READING TEXT:
* Begin *

What Direction Now? Life at the intersection…

{4} Two Towns


Whether I’m driving or walking, I don’t like to take the same route twice in a row. So, if I’m going to the store, even if it’s just down the block, I’ll probably take the direct route there but then head around the block and take a back way home. I also don’t like toll roads very much; so, if I can avoid them without going hours out of the way, I will do so. We took an unexpectedly scenic and snowy route through the mountains of Pennsylvania on our way to Gettysburg to stay with Melissa’s family for the night (a stop on our joint way to Boston for the new year). On the way back from Boston (after one of my favorite reunions ever—even in spite of a body and soul draining illness on New Years Eve…I wouldn’t have felt any worse if someone had come up and whacked me on the back of the head), we followed the smart phone app—I call mine “Goo” or “Boo” or “GooBoo” if I’m feeling extra affectionate—which gave us directions through Massachusetts, then Connecticut, through New York, Pennsylvania, Ohio, and finally back home to Indiana. I could write a bunch about the relative merits of the various map systems that we had at our disposal (for example, TomTom—aka, “ThereThere”—gave the speed limit for each road we were on, while Goo showed us traffic and weather patterns and adjusted our ETA accordingly), but that’s not what this little post is about; instead, it’s about the serendipity of stubbornness.

It took us just about 18 hours to get from Boston to Indianapolis, which is a long time to drive at a stretch, for sure. It would have been shorter by at least an hour to take the toll roads back home (at least, according to Goo, who knows such things—I mean, obviously, who knows what actually would have happened had we made a different choice, right?), but we would have missed the opportunity to drive through two small towns that have come to make a big impact on both Laura and I.

* End *

SUPPLIED INFORMATION:
* Begin *

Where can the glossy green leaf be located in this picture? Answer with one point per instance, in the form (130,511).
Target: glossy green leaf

* End *

WRITTEN REQUEST: Please copy out the whole blog post about the route home through two towns, word for word.

TASK ANSWER:
What Direction Now? Life at the intersection…

{4} Two Towns


Whether I’m driving or walking, I don’t like to take the same route twice in a row. So, if I’m going to the store, even if it’s just down the block, I’ll probably take the direct route there but then head around the block and take a back way home. I also don’t like toll roads very much; so, if I can avoid them without going hours out of the way, I will do so. We took an unexpectedly scenic and snowy route through the mountains of Pennsylvania on our way to Gettysburg to stay with Melissa’s family for the night (a stop on our joint way to Boston for the new year). On the way back from Boston (after one of my favorite reunions ever—even in spite of a body and soul draining illness on New Years Eve…I wouldn’t have felt any worse if someone had come up and whacked me on the back of the head), we followed the smart phone app—I call mine “Goo” or “Boo” or “GooBoo” if I’m feeling extra affectionate—which gave us directions through Massachusetts, then Connecticut, through New York, Pennsylvania, Ohio, and finally back home to Indiana. I could write a bunch about the relative merits of the various map systems that we had at our disposal (for example, TomTom—aka, “ThereThere”—gave the speed limit for each road we were on, while Goo showed us traffic and weather patterns and adjusted our ETA accordingly), but that’s not what this little post is about; instead, it’s about the serendipity of stubbornness.

It took us just about 18 hours to get from Boston to Indianapolis, which is a long time to drive at a stretch, for sure. It would have been shorter by at least an hour to take the toll roads back home (at least, according to Goo, who knows such things—I mean, obviously, who knows what actually would have happened had we made a different choice, right?), but we would have missed the opportunity to drive through two small towns that have come to make a big impact on both Laura and I.